Look for the line with "If you could tag the waffle" in the entries below, then extract that line and all lines after it exactly, with pictures left out.

### Excerpts of location labeling data:
--------------------------------------------------

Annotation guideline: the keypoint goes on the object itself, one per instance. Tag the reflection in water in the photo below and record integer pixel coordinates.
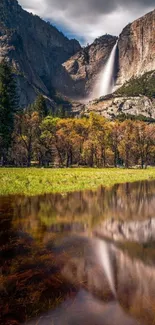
(86, 310)
(40, 270)
(44, 216)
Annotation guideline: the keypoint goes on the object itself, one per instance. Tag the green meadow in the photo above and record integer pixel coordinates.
(35, 181)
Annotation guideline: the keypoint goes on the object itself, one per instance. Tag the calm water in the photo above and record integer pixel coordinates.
(81, 279)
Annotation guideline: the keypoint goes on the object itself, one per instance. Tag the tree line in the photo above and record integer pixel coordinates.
(34, 136)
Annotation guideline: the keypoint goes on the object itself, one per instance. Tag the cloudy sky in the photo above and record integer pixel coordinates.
(88, 19)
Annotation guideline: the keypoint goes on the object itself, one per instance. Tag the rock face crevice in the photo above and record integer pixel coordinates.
(35, 49)
(45, 61)
(85, 66)
(137, 48)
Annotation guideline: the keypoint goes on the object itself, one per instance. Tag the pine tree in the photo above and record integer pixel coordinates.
(40, 106)
(8, 107)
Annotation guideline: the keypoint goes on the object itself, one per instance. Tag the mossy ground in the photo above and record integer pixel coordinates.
(35, 181)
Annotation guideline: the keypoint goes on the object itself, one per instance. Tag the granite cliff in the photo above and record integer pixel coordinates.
(35, 49)
(85, 65)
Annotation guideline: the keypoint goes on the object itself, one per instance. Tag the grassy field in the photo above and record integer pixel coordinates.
(35, 181)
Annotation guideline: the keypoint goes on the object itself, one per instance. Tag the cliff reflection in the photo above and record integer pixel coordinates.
(48, 215)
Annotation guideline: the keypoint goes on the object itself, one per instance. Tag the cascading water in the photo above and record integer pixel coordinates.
(105, 82)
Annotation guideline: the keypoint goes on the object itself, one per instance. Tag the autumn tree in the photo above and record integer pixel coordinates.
(8, 107)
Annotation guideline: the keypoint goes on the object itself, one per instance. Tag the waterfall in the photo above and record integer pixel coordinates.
(105, 255)
(105, 82)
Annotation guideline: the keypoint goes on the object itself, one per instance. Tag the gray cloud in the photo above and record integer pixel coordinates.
(90, 18)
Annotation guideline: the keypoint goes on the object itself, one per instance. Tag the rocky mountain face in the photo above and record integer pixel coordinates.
(35, 49)
(136, 47)
(84, 67)
(112, 106)
(44, 60)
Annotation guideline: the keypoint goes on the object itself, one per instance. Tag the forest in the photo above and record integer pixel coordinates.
(36, 136)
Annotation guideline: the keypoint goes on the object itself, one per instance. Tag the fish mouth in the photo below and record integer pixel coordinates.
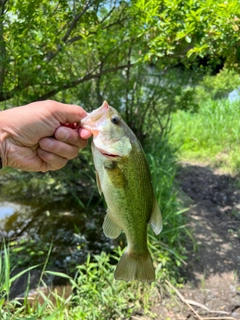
(109, 155)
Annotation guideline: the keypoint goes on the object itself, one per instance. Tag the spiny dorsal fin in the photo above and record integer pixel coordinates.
(156, 218)
(98, 183)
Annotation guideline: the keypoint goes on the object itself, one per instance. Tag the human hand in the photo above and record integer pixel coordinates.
(41, 136)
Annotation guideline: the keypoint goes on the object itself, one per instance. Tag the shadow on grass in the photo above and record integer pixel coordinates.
(215, 220)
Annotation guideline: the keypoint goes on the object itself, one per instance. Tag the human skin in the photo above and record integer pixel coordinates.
(41, 136)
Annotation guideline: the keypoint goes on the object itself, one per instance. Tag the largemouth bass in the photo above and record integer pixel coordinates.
(123, 176)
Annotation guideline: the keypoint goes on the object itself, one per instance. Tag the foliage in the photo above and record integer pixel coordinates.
(211, 135)
(84, 52)
(217, 87)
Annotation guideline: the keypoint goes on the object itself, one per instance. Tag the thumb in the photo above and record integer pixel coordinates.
(68, 113)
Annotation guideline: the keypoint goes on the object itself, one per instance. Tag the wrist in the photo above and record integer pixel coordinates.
(3, 145)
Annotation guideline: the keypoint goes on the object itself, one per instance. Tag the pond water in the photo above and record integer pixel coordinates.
(57, 227)
(62, 225)
(7, 209)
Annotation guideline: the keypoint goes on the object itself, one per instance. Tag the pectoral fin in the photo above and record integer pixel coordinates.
(156, 218)
(98, 183)
(110, 228)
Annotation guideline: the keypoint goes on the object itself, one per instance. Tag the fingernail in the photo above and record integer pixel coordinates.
(46, 143)
(62, 134)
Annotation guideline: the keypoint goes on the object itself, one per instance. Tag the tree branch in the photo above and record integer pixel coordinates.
(74, 83)
(73, 24)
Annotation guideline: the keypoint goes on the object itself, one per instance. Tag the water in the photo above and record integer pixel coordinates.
(7, 209)
(35, 226)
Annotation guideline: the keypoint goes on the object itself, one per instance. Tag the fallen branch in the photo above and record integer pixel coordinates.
(197, 304)
(184, 300)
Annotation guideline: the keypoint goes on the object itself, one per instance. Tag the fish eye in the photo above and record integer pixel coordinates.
(115, 119)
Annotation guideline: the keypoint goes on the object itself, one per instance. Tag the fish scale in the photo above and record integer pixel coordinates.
(124, 178)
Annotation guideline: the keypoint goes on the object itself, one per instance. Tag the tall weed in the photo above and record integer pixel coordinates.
(212, 135)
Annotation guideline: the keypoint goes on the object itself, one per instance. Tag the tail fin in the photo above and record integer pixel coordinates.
(133, 266)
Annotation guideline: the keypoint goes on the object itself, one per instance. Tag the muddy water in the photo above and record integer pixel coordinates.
(67, 227)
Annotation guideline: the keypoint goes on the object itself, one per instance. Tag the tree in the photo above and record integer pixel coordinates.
(86, 51)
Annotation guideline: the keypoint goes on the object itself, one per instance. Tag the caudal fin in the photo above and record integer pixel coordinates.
(132, 266)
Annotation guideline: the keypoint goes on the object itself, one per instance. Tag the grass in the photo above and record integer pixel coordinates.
(212, 135)
(95, 294)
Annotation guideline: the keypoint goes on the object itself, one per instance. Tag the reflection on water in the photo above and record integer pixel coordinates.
(7, 209)
(70, 231)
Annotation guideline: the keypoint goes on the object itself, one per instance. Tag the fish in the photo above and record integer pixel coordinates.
(123, 176)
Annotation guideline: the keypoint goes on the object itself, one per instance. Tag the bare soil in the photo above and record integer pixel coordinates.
(213, 270)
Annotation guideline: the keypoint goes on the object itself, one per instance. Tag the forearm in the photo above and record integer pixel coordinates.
(3, 139)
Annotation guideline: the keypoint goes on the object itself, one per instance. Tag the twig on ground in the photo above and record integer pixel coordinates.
(184, 300)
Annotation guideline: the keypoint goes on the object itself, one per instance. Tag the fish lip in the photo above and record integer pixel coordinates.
(108, 155)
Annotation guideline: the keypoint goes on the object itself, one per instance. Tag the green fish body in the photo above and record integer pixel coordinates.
(123, 176)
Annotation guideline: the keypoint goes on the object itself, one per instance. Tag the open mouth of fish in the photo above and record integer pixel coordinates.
(104, 153)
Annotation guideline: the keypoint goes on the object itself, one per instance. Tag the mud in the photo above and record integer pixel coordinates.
(213, 269)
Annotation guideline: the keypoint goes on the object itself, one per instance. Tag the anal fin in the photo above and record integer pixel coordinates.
(156, 218)
(98, 183)
(135, 267)
(110, 228)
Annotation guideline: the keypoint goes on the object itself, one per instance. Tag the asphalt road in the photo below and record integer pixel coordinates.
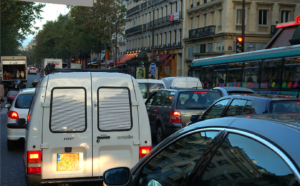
(12, 170)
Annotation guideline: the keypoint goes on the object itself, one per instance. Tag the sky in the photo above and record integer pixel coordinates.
(51, 12)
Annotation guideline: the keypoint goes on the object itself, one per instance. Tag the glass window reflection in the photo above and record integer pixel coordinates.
(245, 161)
(173, 166)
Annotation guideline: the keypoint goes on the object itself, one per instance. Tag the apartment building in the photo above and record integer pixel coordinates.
(213, 25)
(167, 26)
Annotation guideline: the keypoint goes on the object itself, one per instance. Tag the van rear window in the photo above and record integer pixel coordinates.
(285, 106)
(68, 110)
(23, 101)
(199, 99)
(114, 109)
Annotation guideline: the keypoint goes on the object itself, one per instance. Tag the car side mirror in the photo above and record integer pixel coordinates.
(117, 176)
(8, 105)
(21, 121)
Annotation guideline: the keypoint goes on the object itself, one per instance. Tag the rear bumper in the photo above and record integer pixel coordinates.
(35, 180)
(169, 130)
(15, 132)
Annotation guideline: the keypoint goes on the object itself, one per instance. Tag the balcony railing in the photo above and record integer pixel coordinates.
(134, 9)
(273, 29)
(205, 31)
(158, 22)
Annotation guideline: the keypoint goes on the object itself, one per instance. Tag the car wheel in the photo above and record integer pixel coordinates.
(10, 145)
(159, 134)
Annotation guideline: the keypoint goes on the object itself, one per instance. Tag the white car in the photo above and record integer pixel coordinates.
(19, 109)
(148, 86)
(32, 70)
(83, 123)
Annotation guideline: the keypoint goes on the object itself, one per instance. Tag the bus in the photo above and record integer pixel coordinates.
(268, 71)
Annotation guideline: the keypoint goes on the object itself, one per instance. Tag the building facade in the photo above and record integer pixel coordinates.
(168, 32)
(212, 26)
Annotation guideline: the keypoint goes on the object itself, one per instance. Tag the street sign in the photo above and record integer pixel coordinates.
(152, 68)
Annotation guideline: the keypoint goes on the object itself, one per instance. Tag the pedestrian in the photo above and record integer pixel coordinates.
(1, 93)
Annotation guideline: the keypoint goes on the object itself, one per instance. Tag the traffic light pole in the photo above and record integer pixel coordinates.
(243, 24)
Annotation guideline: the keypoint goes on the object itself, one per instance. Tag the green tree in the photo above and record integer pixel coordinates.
(17, 19)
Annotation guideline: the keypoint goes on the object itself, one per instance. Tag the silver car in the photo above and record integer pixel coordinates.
(170, 109)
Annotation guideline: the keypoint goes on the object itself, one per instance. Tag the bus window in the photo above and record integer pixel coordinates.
(251, 74)
(291, 75)
(219, 76)
(205, 76)
(234, 75)
(270, 73)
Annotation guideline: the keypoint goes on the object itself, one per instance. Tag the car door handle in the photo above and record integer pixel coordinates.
(102, 137)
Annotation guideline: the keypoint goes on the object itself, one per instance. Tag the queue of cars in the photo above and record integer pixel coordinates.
(83, 125)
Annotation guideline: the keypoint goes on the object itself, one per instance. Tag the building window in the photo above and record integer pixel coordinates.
(201, 48)
(210, 47)
(263, 17)
(220, 17)
(191, 53)
(192, 26)
(285, 16)
(239, 16)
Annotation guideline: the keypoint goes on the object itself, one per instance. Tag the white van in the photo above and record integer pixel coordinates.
(83, 123)
(182, 82)
(148, 86)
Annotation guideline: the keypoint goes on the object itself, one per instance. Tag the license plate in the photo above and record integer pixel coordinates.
(68, 162)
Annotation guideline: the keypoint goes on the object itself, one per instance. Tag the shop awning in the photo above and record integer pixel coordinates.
(167, 60)
(127, 57)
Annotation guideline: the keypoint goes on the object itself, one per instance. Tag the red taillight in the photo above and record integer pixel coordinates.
(175, 117)
(13, 115)
(34, 160)
(144, 151)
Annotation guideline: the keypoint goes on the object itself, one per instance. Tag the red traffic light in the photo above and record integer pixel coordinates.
(240, 39)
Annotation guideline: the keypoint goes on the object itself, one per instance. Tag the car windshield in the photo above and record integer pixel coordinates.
(196, 99)
(240, 93)
(285, 106)
(23, 101)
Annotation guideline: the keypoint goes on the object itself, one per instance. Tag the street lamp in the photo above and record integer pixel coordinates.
(153, 29)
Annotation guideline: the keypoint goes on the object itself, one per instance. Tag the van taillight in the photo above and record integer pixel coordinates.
(34, 160)
(13, 115)
(175, 117)
(144, 151)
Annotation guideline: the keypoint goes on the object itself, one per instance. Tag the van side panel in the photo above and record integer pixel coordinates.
(115, 140)
(67, 127)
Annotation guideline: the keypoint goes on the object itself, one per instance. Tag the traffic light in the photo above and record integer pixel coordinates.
(240, 44)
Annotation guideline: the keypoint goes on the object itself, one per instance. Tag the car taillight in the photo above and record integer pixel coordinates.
(144, 151)
(175, 117)
(34, 160)
(13, 115)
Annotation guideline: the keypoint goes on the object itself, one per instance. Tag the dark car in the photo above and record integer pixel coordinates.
(170, 109)
(243, 150)
(226, 91)
(250, 104)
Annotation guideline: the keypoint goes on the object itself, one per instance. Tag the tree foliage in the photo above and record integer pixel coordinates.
(17, 19)
(82, 32)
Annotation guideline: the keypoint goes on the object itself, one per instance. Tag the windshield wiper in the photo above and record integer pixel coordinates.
(195, 107)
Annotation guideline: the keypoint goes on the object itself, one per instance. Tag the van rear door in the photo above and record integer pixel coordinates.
(67, 127)
(115, 122)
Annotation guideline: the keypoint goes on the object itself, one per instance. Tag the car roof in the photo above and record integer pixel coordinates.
(235, 89)
(27, 91)
(271, 97)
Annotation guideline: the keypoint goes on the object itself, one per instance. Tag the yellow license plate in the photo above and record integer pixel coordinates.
(68, 162)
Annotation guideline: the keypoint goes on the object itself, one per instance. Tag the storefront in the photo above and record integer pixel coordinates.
(142, 68)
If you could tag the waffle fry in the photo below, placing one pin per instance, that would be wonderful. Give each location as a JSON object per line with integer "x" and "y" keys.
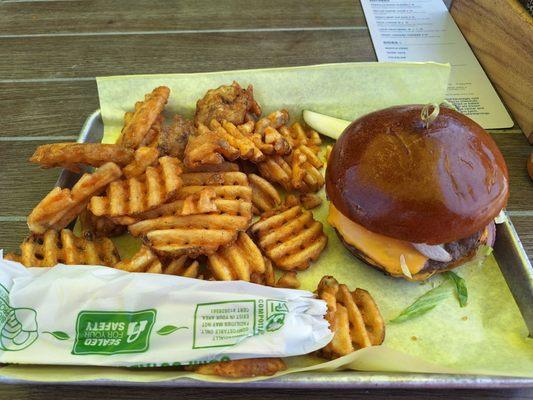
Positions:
{"x": 177, "y": 235}
{"x": 135, "y": 195}
{"x": 146, "y": 261}
{"x": 144, "y": 157}
{"x": 227, "y": 102}
{"x": 246, "y": 368}
{"x": 353, "y": 317}
{"x": 290, "y": 238}
{"x": 72, "y": 155}
{"x": 265, "y": 197}
{"x": 288, "y": 280}
{"x": 94, "y": 227}
{"x": 63, "y": 247}
{"x": 61, "y": 206}
{"x": 138, "y": 124}
{"x": 237, "y": 261}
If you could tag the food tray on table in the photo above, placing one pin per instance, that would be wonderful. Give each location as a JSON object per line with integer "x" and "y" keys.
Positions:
{"x": 512, "y": 260}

--------------------------------------------------

### SOLVED EXERCISE:
If you could tag the waffle fry in the photo below, placing one pin per instance, that would be wonderful. Give each location as a JSON object per line with integer "x" and "y" keys.
Positions:
{"x": 177, "y": 235}
{"x": 135, "y": 195}
{"x": 146, "y": 261}
{"x": 144, "y": 157}
{"x": 227, "y": 102}
{"x": 246, "y": 368}
{"x": 353, "y": 317}
{"x": 290, "y": 238}
{"x": 72, "y": 155}
{"x": 265, "y": 197}
{"x": 288, "y": 280}
{"x": 94, "y": 227}
{"x": 63, "y": 247}
{"x": 61, "y": 206}
{"x": 138, "y": 124}
{"x": 237, "y": 261}
If you could tag the food tray on table in the photo above, placing one pin per instance, that would be wonderful. Give each location as a JSON object per line with integer "x" and "y" keys.
Positions:
{"x": 512, "y": 260}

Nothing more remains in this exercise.